Girls with fraternal male twins may earn less and be less likely to thrive in society, new research suggests.
Researchers in Norway and at Northwestern University posit that exposure to their brother’s testosterone in the womb may damage the female twin, resulting in poorer cognitive functioning and fertility.
Though studies on humans vary, it may be that this testosterone exposure alters the way females develop, leading to more masculine traits that could explain the lower probability that these girls find partners and marry later in life.
Understanding these outcomes is more important now than ever, the researchers say, as IVF has let to a near two-fold increase in the number of twins born annually.
Developing in a womb shared with a male may mean that testosterone exposure leads female fraternal twins to be less fertile, earn less and be more at risk of dropping out of school
The disparities between any man and any woman in the US (and abroad) are clear and undeniable.
Men make more but die earlier.
Women are now more likely to get a college degree but have poorer access to healthcare.
The list goes on.
But twins share a rare influence on one another, beginning in the womb – and it’s becoming increasingly clear that even between twins, the female may be at a disadvantage.
Certain patterns and trends in male-female pairs have long been observed, including some worrying possible disadvantages for the girl half of the pair.
A number of studies have tried to examine how sharing a womb might affect twins, especially if they are of different sexes.

Problems and tasks:
1 > What does the article on female twins say about the following?
(a) Where are the researchers based?
(b) What change in annual twin births does the article attribute to IVF?
(c) What does the article say men do besides making more?
2 > How would you carry the article on female twins forward from its final sentence?
The data after this point comes from a separate source.

Extracted data:
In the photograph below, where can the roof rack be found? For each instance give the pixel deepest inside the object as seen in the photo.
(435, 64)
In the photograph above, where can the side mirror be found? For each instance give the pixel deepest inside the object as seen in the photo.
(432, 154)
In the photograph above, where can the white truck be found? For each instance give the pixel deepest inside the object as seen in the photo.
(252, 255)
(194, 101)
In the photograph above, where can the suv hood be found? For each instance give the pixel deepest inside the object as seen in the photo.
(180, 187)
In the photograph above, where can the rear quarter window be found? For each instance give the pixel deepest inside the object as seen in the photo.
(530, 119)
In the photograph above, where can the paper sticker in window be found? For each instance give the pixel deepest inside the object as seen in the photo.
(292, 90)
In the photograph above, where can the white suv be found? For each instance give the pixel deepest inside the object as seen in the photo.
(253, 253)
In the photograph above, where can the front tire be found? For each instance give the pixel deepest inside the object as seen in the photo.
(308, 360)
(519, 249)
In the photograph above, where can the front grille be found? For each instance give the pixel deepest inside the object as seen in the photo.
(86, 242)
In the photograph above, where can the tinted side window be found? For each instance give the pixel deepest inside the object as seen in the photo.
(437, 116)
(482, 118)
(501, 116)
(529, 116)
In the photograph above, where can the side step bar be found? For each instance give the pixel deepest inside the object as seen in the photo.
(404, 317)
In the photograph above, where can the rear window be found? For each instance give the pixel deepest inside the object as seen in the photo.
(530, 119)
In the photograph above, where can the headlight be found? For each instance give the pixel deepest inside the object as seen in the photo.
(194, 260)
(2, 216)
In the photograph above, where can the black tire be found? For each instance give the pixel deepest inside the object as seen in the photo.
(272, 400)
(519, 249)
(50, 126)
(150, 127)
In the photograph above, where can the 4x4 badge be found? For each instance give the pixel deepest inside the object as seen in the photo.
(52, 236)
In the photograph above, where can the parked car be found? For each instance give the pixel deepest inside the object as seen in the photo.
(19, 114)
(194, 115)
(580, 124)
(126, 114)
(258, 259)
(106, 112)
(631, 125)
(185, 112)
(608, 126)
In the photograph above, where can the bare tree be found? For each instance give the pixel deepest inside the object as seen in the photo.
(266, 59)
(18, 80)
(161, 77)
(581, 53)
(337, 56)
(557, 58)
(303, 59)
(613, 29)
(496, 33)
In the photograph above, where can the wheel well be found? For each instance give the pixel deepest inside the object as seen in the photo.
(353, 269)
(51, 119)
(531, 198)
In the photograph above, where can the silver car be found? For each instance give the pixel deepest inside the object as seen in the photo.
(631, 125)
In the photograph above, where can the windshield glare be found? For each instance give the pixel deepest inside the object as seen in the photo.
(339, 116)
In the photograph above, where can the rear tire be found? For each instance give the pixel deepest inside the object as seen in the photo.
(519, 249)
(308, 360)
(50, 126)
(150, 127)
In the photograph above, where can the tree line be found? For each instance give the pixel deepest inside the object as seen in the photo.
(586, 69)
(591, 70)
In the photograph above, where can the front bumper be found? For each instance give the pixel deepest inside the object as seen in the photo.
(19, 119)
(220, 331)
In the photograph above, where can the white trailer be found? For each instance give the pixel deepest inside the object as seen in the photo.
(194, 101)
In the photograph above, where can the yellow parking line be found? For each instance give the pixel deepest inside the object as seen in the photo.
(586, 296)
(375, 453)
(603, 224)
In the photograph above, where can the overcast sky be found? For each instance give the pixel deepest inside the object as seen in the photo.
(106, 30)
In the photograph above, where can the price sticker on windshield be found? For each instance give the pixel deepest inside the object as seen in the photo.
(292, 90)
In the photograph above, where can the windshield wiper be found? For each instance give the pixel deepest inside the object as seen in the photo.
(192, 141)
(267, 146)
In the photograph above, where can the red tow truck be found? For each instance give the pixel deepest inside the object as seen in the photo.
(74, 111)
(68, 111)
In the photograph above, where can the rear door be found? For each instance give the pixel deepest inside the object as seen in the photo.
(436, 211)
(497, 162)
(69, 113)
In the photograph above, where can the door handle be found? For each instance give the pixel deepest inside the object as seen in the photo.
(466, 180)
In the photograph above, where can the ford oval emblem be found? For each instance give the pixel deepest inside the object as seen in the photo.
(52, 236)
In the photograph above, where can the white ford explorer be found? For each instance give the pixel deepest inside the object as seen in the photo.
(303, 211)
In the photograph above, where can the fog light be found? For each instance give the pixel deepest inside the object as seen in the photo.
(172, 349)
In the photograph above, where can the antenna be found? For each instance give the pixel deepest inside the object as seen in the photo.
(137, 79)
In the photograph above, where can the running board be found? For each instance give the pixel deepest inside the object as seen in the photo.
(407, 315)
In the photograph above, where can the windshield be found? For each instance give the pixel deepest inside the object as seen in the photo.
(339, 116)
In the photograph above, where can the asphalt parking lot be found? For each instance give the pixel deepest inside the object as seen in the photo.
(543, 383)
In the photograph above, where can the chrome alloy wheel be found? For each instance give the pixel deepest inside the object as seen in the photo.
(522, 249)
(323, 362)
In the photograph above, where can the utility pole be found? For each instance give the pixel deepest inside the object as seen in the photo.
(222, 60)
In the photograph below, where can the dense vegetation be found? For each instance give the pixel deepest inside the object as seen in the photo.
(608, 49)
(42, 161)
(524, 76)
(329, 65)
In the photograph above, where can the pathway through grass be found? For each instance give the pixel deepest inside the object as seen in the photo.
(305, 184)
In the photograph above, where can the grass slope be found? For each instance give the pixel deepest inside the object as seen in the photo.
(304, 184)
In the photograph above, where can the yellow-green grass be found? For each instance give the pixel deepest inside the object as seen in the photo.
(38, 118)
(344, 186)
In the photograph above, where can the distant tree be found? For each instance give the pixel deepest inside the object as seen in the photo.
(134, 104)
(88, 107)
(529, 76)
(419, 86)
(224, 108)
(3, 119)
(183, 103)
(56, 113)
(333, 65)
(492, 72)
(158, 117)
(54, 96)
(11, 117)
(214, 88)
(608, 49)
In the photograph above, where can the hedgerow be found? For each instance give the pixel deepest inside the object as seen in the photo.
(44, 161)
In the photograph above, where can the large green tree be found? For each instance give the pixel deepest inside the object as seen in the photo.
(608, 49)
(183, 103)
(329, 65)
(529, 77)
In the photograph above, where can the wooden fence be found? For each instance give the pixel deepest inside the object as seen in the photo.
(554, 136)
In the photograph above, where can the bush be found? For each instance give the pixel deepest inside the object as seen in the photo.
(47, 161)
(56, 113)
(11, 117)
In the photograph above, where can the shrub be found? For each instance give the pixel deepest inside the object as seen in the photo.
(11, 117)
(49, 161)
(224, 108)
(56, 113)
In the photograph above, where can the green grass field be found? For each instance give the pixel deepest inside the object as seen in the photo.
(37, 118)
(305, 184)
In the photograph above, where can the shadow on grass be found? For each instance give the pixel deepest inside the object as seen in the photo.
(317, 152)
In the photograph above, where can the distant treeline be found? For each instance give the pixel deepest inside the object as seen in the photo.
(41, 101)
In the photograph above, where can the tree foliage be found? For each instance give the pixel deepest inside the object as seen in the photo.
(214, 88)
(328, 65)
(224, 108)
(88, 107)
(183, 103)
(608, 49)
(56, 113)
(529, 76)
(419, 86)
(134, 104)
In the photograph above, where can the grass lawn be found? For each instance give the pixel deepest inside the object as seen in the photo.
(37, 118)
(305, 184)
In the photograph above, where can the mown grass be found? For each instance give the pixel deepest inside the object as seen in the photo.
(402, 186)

Activity answers:
1 >
(a) In Norway and at Northwestern University.
(b) A near two-fold increase in the number of twins born annually.
(c) They die earlier.

2 >
Though unproven, the ‘twin testosterone-transfer hypothesis’ suggests that the roots these divergent paths might be traced back to male hormones that a female twin is exposed to when developing alongside a boy.
Fetuses develop in an amniotic sac swirling with nutrients, antibodies and hormones and get their blood supply from their mother – and twin fetuses share this fluid and blood supply with one another, too.
The mother’s levels of both estrogen and testosterone – the female and male sex hormones, respectively – increase steadily over the course of pregnancy, whether she is carrying a boy, girl, both or multiples.
But the concentration of those hormones does differ in the amniotic fluid.
So, the theory is that, in order to support the development the boy she’s sharing a womb with, a developing twin girl’s amniotic fluid and bloodstream may get flushed with more male hormone than it would have otherwise.
Prior studies have noted this, but hardly been large enough to prove the effects. Other research has dismissed this theory, suggesting instead that the later-in-life differences seen in girls were just a product of their being socialized differently because they were raised in tandem with a boy the same age.
But the new study, from Northwestern University and the Norwegian School of Economics, is the largest to-date to look at everything from testosterone levels in the womb to outcomes over 30 years of the lives of twin pairs of two girls compared to twin pairs of one boy and one girl.
Published in the journal Proceedings of the National Academy of Sciences, the study also compared these data to information on female twins whose male or female siblings had died shortly after birth, so the researchers could see how the way these children were raised was different from how testosterone in utero effected them.
The researchers logged and analyzed data on 13,800 pairs of twins born in Norway between 1967 and 1978.
Compared to the other groups of twins, female twins who developed alongside a boy in the womb had several disadvantages later in life.
They were 15 percent less likely to graduate high school and almost four percent less likely to finish college.
These female twins also had nearly six percent lower fertility rates, and were almost 12 percent less likely to marry.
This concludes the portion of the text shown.